_WHAT IS ASKED_
Which lines of the listing below contain the string "gloves"? Pull out every one of them.

_DATA FOR THIS TASK_
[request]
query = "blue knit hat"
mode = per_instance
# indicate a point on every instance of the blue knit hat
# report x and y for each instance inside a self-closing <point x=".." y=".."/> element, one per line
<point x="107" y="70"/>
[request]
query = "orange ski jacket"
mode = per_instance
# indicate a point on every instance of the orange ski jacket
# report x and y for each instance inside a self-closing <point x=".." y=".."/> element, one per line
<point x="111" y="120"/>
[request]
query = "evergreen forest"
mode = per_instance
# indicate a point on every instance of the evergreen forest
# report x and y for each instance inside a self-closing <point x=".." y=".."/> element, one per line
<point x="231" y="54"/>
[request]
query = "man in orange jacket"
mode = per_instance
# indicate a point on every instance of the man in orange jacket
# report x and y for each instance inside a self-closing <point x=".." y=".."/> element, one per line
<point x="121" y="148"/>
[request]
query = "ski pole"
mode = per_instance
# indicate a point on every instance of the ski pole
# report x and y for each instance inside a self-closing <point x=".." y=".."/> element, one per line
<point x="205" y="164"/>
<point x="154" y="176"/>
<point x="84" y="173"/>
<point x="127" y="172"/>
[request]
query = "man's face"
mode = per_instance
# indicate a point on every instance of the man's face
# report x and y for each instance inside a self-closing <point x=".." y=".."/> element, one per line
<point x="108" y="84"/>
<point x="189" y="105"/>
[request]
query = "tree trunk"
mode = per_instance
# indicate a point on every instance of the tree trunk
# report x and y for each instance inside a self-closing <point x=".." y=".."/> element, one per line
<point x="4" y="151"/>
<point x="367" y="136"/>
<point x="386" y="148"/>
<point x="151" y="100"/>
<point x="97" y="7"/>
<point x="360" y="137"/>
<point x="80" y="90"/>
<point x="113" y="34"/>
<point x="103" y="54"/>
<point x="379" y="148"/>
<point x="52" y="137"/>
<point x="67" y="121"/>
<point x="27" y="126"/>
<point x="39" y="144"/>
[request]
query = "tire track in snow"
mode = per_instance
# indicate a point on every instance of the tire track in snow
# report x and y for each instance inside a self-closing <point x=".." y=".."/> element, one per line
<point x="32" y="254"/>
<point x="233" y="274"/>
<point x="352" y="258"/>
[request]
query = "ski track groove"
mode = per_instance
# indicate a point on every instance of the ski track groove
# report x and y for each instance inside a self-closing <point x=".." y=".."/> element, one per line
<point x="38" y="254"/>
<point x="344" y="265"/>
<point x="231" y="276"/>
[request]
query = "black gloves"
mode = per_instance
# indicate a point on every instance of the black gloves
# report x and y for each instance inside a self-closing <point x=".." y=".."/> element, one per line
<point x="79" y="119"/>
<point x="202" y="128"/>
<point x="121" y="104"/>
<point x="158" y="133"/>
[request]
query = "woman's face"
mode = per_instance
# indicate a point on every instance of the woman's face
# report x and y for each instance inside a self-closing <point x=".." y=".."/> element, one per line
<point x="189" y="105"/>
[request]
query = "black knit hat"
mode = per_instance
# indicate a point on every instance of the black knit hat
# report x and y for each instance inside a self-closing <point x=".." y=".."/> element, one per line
---
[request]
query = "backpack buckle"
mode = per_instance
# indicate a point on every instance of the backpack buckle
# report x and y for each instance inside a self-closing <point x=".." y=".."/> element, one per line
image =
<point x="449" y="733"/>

_EXERCISE SOLUTION_
query = "black gloves"
# indicate a point on every instance of the black gloves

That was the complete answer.